=== MATERIALS PROVIDED ===
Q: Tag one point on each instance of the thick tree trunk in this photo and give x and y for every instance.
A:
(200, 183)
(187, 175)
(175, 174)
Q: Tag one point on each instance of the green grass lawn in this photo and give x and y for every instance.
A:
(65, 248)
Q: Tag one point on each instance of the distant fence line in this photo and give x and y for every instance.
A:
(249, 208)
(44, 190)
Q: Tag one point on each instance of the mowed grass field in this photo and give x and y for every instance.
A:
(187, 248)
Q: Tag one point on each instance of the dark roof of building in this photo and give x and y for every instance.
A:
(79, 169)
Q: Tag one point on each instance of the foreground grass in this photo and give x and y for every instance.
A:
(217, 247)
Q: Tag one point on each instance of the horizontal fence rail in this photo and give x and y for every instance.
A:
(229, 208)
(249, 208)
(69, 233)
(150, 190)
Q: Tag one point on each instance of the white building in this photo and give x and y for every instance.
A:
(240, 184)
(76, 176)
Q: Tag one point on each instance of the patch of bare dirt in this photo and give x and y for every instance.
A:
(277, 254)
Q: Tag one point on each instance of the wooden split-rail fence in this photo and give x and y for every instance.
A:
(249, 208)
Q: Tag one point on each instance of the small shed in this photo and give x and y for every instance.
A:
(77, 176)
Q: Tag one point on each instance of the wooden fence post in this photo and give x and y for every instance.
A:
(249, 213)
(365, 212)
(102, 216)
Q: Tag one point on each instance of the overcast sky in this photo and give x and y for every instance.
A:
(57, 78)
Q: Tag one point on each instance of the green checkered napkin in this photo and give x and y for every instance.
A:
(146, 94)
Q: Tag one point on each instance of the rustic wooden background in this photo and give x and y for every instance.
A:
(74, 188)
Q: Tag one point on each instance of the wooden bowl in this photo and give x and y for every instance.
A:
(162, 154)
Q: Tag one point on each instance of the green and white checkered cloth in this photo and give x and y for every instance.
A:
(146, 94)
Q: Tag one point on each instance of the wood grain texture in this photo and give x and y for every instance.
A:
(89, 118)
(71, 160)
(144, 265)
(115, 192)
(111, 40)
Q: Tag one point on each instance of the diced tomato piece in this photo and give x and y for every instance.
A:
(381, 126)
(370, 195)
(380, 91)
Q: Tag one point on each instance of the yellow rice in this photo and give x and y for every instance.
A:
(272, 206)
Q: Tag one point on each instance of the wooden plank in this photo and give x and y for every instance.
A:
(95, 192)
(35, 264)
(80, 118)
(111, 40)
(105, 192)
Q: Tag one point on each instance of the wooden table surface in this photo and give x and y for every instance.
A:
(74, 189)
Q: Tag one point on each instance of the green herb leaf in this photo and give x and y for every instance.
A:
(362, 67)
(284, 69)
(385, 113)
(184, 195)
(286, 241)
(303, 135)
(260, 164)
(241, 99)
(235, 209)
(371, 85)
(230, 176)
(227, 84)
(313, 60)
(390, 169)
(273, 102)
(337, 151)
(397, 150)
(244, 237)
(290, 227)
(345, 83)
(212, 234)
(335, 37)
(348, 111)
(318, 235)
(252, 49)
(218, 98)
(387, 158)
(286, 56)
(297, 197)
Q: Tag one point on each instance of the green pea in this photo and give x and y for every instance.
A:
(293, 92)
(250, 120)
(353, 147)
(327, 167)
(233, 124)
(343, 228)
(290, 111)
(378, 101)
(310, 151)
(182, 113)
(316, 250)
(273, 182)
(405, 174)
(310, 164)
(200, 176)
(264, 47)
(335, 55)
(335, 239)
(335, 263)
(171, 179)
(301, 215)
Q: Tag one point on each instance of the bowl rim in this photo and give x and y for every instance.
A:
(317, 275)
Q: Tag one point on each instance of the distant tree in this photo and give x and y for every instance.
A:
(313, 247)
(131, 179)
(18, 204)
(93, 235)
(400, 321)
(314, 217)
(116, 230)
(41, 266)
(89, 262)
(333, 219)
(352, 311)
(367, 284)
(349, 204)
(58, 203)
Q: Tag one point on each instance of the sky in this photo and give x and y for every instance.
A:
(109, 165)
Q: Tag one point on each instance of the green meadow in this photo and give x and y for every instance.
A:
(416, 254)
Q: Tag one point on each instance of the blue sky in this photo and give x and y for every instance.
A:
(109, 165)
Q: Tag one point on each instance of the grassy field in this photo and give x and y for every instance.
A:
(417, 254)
===
** HOW TO COMPLETE THIS TASK **
Exact copies of all the entries above should be returned.

** OUTPUT OF THE EXERCISE **
Q: Tag one point on each instance of the thick tree trunk in this photo and give x and y for every instance.
A:
(200, 183)
(187, 175)
(175, 174)
Q: Tag one point on each instance of the green grass lawn in this photo and give x and y for every instance.
A:
(65, 248)
Q: Tag one point on each instance of the distant fence line in this photo and give x and y for every instance.
A:
(249, 208)
(44, 190)
Q: Tag one point on each instance of the mowed grass field in this photo and give x and y for every instance.
A:
(187, 248)
Q: Tag one point on each instance of the dark roof of building in this photo and give x and y for every instance.
A:
(79, 169)
Q: Tag one point on each instance of the foreground grass in this photo and give x and y for every instance.
A:
(217, 247)
Q: Tag one point on each instance of the horizontal fence rail in this photo and give x and y for every instance.
A:
(229, 208)
(249, 208)
(69, 233)
(150, 190)
Q: Tag one point on each instance of the white building in this photo and give x and y for every instance.
A:
(240, 184)
(76, 176)
Q: Tag one point on each instance of the patch of bare dirt in this photo and give x and y for every instance.
A:
(277, 254)
Q: Tag one point on each instance of the wooden split-rail fence in this photo and give x and y for every instance.
A:
(249, 208)
Q: Tag one point on each instance of the small shed in this photo and give x and y for every instance.
A:
(77, 176)
Q: Tag one point on each instance of the wooden fence post in this photo and give x and y for every instance.
A:
(249, 213)
(365, 212)
(102, 216)
Q: Tag one point on each instance of the overcast sky in this photo and give x and y for every instance.
A:
(57, 78)
Q: Tag one point on each instance of the green checkered napkin in this photo and give x and y for every instance.
A:
(146, 94)
Q: Tag one point on each instance of the rustic wooden background in this photo and give x and y for every instance.
A:
(74, 188)
Q: Tag one point on each instance of the wooden bowl in this photo and give x and y for every instance.
A:
(162, 154)
Q: Tag one point on each instance of the green and white checkered cloth in this photo and give x and y for every instance.
A:
(146, 94)
Q: Tag one point on each instance of the wood grain texture in this photo and give x and y for every instance.
A:
(89, 118)
(71, 160)
(144, 265)
(115, 192)
(111, 40)
Q: Tag one point on each instance of the diced tomato piece in this photo and give x and y for every instance.
A:
(381, 126)
(370, 195)
(380, 91)
Q: Tag one point on each instance of the yellow rice in this photo and give x and y for every instance.
A:
(272, 206)
Q: Tag one point on each instance of the wooden plank in this photo and give x and y for every instance.
A:
(95, 192)
(35, 264)
(80, 118)
(111, 40)
(105, 192)
Q: Tag one point on each instance of the wooden table surface in this photo and give x and y for every instance.
A:
(74, 189)
Q: Tag one point on each instance of the green herb leaf in this photo and give x and y for every instance.
A:
(362, 67)
(284, 69)
(385, 113)
(184, 195)
(286, 241)
(303, 135)
(260, 164)
(241, 99)
(235, 209)
(371, 85)
(230, 176)
(227, 84)
(313, 60)
(390, 169)
(273, 102)
(337, 151)
(397, 150)
(244, 237)
(290, 227)
(345, 83)
(212, 234)
(335, 37)
(348, 111)
(318, 235)
(252, 49)
(218, 98)
(387, 158)
(286, 56)
(297, 197)
Q: Tag one point on each instance of the green pea in this photo and give x and y for every instance.
A:
(293, 92)
(250, 120)
(353, 147)
(327, 167)
(233, 124)
(343, 228)
(290, 111)
(378, 101)
(310, 151)
(182, 113)
(316, 250)
(273, 182)
(405, 174)
(310, 164)
(200, 176)
(264, 47)
(335, 55)
(335, 239)
(335, 263)
(171, 179)
(301, 215)
Q: Tag one point on each instance of the bowl rim in this photo and give x and y for every instance.
A:
(317, 275)
Q: Tag one point on each instance of the distant tree in this photo and give x and y for every instance.
A:
(313, 247)
(131, 179)
(18, 204)
(93, 235)
(400, 321)
(314, 217)
(116, 230)
(41, 266)
(89, 262)
(333, 219)
(352, 311)
(367, 284)
(349, 204)
(58, 203)
Q: Tag one point on each instance of the sky in this photo and give x and y for every instance.
A:
(109, 165)
Q: Tag one point on each instance of the green meadow in this photo and give x and y for every instance.
A:
(416, 254)
Q: Tag one point on each instance of the blue sky in this photo and give x and y for every instance.
A:
(109, 165)
Q: Tag one point on each instance of the grassy field in this photo and give x and y for every instance.
A:
(417, 254)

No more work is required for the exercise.